## ФРАГМЕНТ ДОКУМЕНТА:
★ ★ ★ ★
Вот почему и мечта его о будущей жизни на земле - не маленькая, не мещанская, не узкая, а, напротив, - широкая, большая, идеальная, которая, вероятно, так и останется несбыточной, к которой надо стремиться, но осуществления которой нельзя достигнуть.
Чеховские мечты о будущей жизни говорят о высокой культуре духа, о Мировой Душе, о том Человеке, которому нужны не «три аршина земли», а весь земной шар, о новой прекрасной жизни, для создания которой нам надо еще двести, триста, тысячу лет работать, трудиться в поте лица, страдать.
Все это из области вечного, к которому нельзя относиться без волнения».
Здесь мы естественно из истории Московского Художественного театра переходим к эстетике, хотя Станиславский не выделяет ее, к новой эстетике театра, что воспринимали как революцию в театре и что определило развитие мирового театра в XX веке.
«Чехов лучше всех доказал, что сценическое действие надо понимать во внутреннем смысле и что на нем одном, очищенном от всего псевдосценического, можно строить и основывать драматические произведения в театре. В то время как внешнее действие на сцене забавляет, развлекает или волнует нервы, внутреннее заражает, захватывает нашу душу и владеет ею. Конечно, еще лучше, если оба, то есть и внутреннее и внешнее действия, тесно слитые вместе, имеются налицо. От этого произведение лишь выигрывает в полноте и сценичности. Но все-таки - внутреннее действие должно стоять на первом месте. Вот почему ошибаются те, кто играет в пьесах Чехова самую их фабулу, скользя по поверхности, наигрывая внешние образы ролей, а не создавая внутренние образы и внутреннюю жизнь. У Чехова интересен склад души его людей.
Ошибаются те, кто вообще в пьесах Чехова стараются играть, представлять. В его пьесах надо быть, то есть жить, существовать, идя по глубоко заложенной внутри главной душевной артерии. Тут Чехов силен самыми разнообразными, часто бессознательными приемами воздействия. Местами - он импрессионист, в других местах - символист, где нужно - реалист, иногда даже чуть ли не натуралист».
«Чтобы играть Чехова, надо, прежде всего, докопаться до его золотоносной руды, отдаться во власть отличающему его чувству правды, чарам его обаяния, поверить всему, - и тогда, вместе с поэтом, идти по душевной линии его произведения к потайным дверям собственного художественного сверхсознания. Там, в этих таинственных душевных мастерских, создается «чеховское настроение» - тот сосуд, в котором хранятся все невидимые, часто не поддающиеся осознанию богатства и ценности чеховской души».
«Если историко-бытовая линия привела нас к внешнему реализму, то линия интуиции и чувства направила нас к внутреннему реализму. От него мы естественно, сами собой пришли к тому органическому творчеству, таинственные процессы которого протекают в области артистического сверхсознания».
Эстетика театра не просто была обновлена какими-то приемами и средствами - усилением роли режиссера или художника, правдой исторических деталей или поэтических образов от символизма до фантастики, а вернулась к первоистокам как театра, так и бытия. Это была общая линия развития русского театра драмы, оперы и балета на рубеже XIX-XX веков, что вскоре стало откровением для Европы и всего мира. Только эта новая эстетика театра за всевозможными приемами и изысками не была осознана как ренессансная, хотя воспринималась как революция в театре.
То, что Станиславский называет историко-бытовой линией, разумеется, прежде всего и по преимуществу по отношению к историческим драмам, смыкается с линиями символизма и фантастики и с линией интуиции и чувства, независимо от жанров, в особенной игре актеров со всеми аксессуарами сценического действия, когда им должно не казаться, а быть, не играть, а жить на сцене - в истории, в сказке, поэтической реальности, по сути, на сцене бытия, как у трагиков классической древности или эпохи Возрождения в Испании или в Англии, но только без ходуль театральности, а просто, как в жизни, да в жизни современной, просиявшей, как бывает на закате, вечностью.
★ ★ ★ ★
## ЧТО НУЖНО СДЕЛАТЬ:
A) Кем, согласно фрагменту о театре Чехова, Чехов бывает в разных местах своих пьес?
B) Объясните по фрагменту о театре Чехова, почему ошибаются те, кто играет в пьесах Чехова фабулу и наигрывает внешние образы ролей.
C) Процитируйте фрагмент о театре Чехова, начиная со слов «Эстетика театра не» и далее вплоть до слов «революция в театре.».
Опирайтесь только на фрагмент.

## ИСХОДНЫЕ ДАННЫЕ:
★ ★ ★ ★
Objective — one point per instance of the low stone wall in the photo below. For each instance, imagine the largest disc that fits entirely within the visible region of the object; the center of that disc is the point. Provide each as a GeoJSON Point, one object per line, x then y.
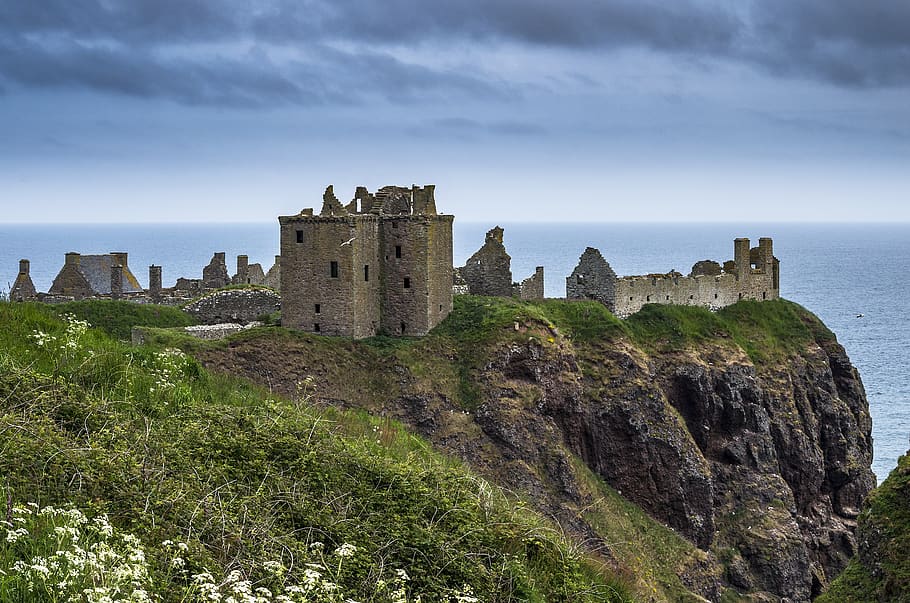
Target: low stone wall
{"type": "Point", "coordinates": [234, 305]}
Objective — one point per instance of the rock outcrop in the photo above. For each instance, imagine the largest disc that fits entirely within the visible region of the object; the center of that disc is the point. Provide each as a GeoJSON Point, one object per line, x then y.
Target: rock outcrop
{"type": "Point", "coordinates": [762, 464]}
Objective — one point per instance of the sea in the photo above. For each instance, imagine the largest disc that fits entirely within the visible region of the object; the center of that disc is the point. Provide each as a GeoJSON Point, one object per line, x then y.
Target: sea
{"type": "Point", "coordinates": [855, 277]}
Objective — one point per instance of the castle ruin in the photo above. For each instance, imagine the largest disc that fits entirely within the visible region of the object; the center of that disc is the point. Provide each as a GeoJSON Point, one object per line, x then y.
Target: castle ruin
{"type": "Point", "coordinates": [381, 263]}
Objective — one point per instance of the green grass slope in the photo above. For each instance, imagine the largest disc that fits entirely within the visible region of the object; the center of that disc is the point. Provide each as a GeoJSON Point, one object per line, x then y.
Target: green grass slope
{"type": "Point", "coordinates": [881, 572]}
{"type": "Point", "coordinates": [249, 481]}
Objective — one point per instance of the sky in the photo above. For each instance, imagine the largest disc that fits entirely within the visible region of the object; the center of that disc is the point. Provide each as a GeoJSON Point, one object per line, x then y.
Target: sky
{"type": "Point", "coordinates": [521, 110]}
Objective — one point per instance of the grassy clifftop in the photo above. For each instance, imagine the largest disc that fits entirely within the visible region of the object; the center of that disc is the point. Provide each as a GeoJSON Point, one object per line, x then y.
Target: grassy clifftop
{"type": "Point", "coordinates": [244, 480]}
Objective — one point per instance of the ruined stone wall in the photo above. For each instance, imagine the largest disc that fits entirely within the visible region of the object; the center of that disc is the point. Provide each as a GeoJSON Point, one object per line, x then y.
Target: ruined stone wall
★ ★ ★ ★
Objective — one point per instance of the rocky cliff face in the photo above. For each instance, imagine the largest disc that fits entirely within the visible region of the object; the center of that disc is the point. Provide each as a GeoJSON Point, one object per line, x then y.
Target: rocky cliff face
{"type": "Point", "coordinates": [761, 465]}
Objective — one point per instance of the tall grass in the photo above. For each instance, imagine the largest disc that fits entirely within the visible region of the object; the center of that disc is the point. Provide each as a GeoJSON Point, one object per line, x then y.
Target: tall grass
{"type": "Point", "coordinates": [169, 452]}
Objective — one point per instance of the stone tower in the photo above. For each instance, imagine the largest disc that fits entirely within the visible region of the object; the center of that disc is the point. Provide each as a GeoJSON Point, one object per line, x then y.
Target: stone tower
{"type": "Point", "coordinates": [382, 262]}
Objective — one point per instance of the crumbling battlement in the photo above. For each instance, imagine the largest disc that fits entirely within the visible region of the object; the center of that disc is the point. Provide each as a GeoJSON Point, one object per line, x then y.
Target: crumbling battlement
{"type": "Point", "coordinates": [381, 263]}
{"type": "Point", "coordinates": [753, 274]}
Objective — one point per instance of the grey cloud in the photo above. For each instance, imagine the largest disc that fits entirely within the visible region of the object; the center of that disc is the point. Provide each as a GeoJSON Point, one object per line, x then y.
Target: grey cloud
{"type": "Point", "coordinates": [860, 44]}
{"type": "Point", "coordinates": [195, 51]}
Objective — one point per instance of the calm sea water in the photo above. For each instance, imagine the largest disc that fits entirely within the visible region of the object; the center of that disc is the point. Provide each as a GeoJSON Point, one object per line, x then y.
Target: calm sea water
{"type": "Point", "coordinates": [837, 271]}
★ ★ ★ ★
## ОТВЕТЫ:
A) Импрессионистом, символистом, реалистом, а иногда даже чуть ли не натуралистом.

B) Внутреннее действие должно стоять на первом месте. Внешнее действие лишь забавляет, развлекает или волнует нервы, а внутреннее заражает, захватывает душу и владеет ею. Поэтому играть надо внутренние образы и внутреннюю жизнь, а не скользить по поверхности.

C)
Эстетика театра не просто была обновлена какими-то приемами и средствами - усилением роли режиссера или художника, правдой исторических деталей или поэтических образов от символизма до фантастики, а вернулась к первоистокам как театра, так и бытия. Это была общая линия развития русского театра драмы, оперы и балета на рубеже XIX-XX веков, что вскоре стало откровением для Европы и всего мира. Только эта новая эстетика театра за всевозможными приемами и изысками не была осознана как ренессансная, хотя воспринималась как революция в театре.